Objective
Return every line of each row below character for character, leaving out the pictures.

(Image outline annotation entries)
--------

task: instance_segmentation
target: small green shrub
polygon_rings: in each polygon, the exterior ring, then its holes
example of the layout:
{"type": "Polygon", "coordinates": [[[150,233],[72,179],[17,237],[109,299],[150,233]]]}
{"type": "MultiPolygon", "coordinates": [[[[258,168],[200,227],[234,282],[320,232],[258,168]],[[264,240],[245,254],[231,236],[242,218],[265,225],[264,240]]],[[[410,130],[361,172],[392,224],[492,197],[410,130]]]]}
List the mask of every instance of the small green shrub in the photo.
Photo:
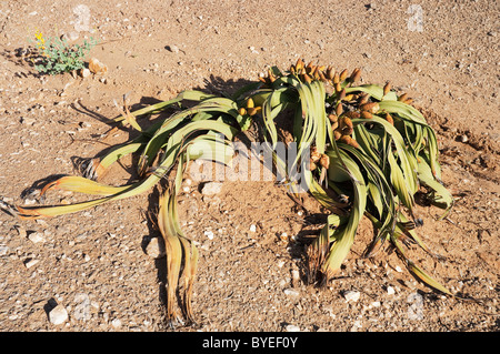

--------

Exercise result
task: instance_segmentation
target: small green shrub
polygon_rings: in each polygon, the exterior ring, then its holes
example of the layout:
{"type": "Polygon", "coordinates": [[[150,233],[72,179],[17,237],[109,299],[150,233]]]}
{"type": "MultiPolygon", "coordinates": [[[[258,168],[200,227],[234,282],[320,232],[258,168]],[[264,240],[245,254],[231,236],[242,218],[265,225],[264,240]]],[[[410,130],[361,172],[392,224],[492,197],[410,130]]]]}
List the mask of every instance of the small green shrub in the photo.
Photo:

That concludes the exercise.